**What to work on**. Return every line of the data below that contains the string "flower", copying each line unchanged. Treat the match as case-sensitive.
── Source data ──
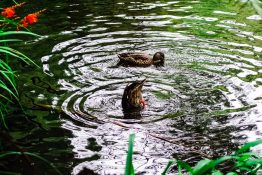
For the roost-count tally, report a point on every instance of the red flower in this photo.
(31, 18)
(25, 24)
(8, 12)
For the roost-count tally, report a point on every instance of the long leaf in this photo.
(129, 170)
(3, 86)
(17, 54)
(185, 166)
(203, 167)
(7, 99)
(17, 33)
(247, 146)
(2, 117)
(167, 169)
(10, 82)
(33, 155)
(10, 40)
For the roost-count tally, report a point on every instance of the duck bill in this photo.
(140, 84)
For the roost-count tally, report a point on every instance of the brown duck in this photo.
(132, 98)
(141, 59)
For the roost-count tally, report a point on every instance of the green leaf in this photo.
(185, 166)
(10, 81)
(32, 155)
(167, 169)
(231, 173)
(247, 146)
(3, 118)
(10, 40)
(216, 172)
(203, 166)
(3, 86)
(17, 54)
(129, 170)
(17, 33)
(222, 159)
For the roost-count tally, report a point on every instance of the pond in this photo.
(203, 103)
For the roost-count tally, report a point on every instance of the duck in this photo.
(132, 99)
(140, 59)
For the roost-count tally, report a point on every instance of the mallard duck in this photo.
(132, 98)
(141, 59)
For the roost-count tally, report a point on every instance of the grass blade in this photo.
(247, 146)
(2, 117)
(185, 166)
(167, 169)
(10, 40)
(129, 170)
(32, 155)
(17, 33)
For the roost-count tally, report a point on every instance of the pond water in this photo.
(203, 103)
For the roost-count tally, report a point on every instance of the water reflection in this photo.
(204, 100)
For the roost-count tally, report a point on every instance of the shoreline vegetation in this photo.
(12, 25)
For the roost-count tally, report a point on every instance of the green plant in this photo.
(244, 161)
(8, 21)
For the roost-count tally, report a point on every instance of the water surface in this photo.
(202, 104)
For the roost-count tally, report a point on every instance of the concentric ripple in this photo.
(207, 98)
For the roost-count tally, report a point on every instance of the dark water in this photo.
(203, 103)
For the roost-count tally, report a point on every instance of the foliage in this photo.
(256, 5)
(8, 21)
(244, 161)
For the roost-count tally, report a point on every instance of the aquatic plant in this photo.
(9, 20)
(256, 4)
(243, 161)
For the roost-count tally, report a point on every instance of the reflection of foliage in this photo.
(256, 5)
(243, 161)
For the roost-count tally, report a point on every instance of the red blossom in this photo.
(8, 12)
(31, 18)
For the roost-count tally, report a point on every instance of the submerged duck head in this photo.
(132, 98)
(159, 59)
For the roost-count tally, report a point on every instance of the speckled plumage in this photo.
(141, 59)
(132, 96)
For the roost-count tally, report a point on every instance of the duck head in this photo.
(132, 98)
(159, 59)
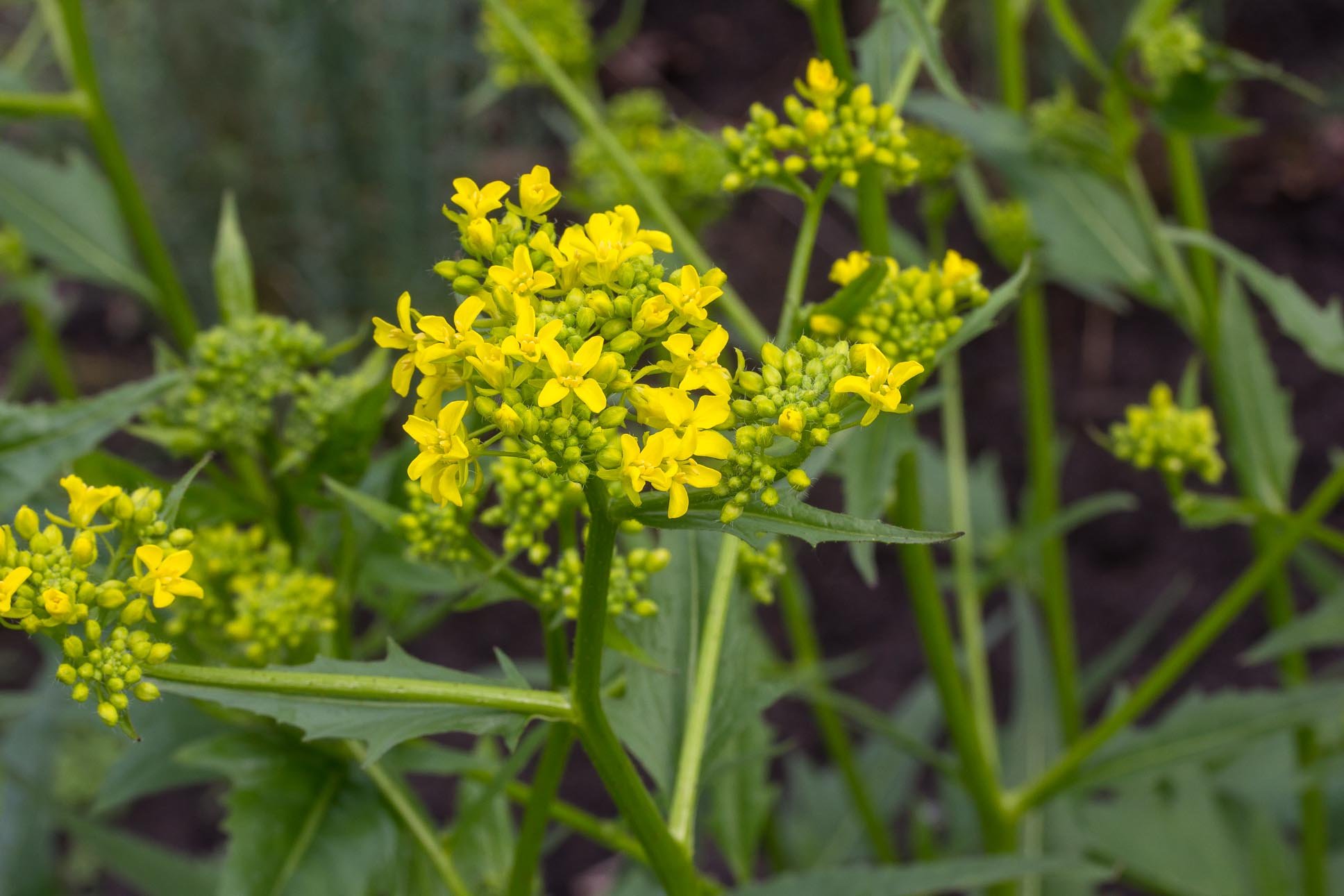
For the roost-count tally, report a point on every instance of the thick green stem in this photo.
(581, 106)
(172, 300)
(406, 806)
(47, 344)
(696, 729)
(941, 654)
(546, 782)
(1187, 650)
(669, 857)
(812, 208)
(807, 663)
(545, 704)
(969, 611)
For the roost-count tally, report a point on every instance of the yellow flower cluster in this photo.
(49, 587)
(560, 335)
(827, 128)
(914, 312)
(1168, 438)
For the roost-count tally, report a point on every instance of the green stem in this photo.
(413, 817)
(47, 344)
(546, 782)
(23, 104)
(581, 106)
(812, 208)
(669, 857)
(696, 731)
(969, 610)
(941, 654)
(1187, 650)
(545, 704)
(807, 663)
(172, 300)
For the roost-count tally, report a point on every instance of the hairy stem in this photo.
(1187, 650)
(669, 857)
(696, 731)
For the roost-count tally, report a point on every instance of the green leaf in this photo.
(67, 215)
(231, 265)
(148, 867)
(380, 512)
(1320, 627)
(914, 880)
(982, 320)
(380, 726)
(791, 518)
(37, 441)
(1204, 729)
(300, 822)
(1318, 328)
(1257, 413)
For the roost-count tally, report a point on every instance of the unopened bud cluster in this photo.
(686, 164)
(1161, 436)
(97, 604)
(827, 128)
(562, 582)
(914, 312)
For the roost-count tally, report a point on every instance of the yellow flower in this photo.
(163, 575)
(444, 462)
(690, 298)
(57, 604)
(640, 466)
(521, 280)
(535, 194)
(86, 501)
(699, 367)
(10, 584)
(452, 340)
(526, 341)
(683, 469)
(475, 201)
(570, 375)
(881, 389)
(672, 409)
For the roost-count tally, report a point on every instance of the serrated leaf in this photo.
(231, 267)
(983, 319)
(37, 441)
(67, 215)
(1318, 328)
(789, 516)
(300, 822)
(952, 874)
(380, 726)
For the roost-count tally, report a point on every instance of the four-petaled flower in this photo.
(445, 457)
(881, 389)
(699, 366)
(165, 575)
(691, 298)
(85, 501)
(535, 194)
(475, 201)
(10, 584)
(570, 375)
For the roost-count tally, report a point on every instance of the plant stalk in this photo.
(172, 298)
(1187, 650)
(669, 857)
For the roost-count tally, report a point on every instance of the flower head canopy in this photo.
(444, 459)
(475, 201)
(165, 575)
(881, 389)
(85, 500)
(570, 375)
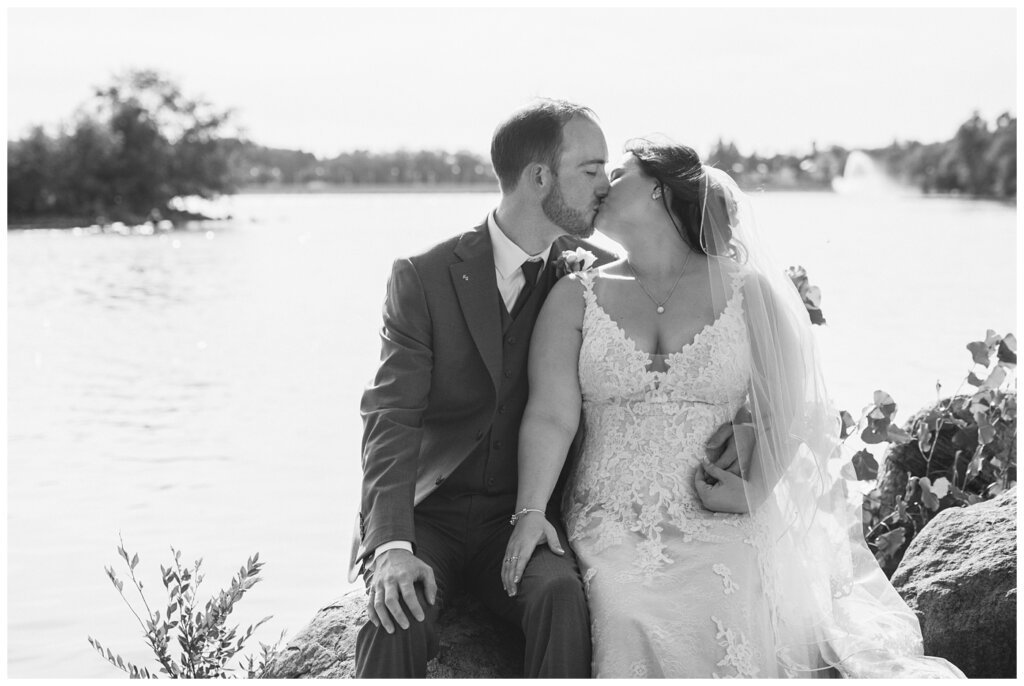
───
**Answer for the task**.
For the roost-count tally, report a point on every instance of the red flower in this photo.
For the roost-count tally, report a point on every instance of the yellow flower cluster in this photo.
For the roost-count tally, report a point on every instance of the yellow flower in this photo.
For the roost-count tally, report a point on every instance of the four-petaled flower in this photo.
For the roost-count tally, report a point on every instance of the flower head canopy in this photo.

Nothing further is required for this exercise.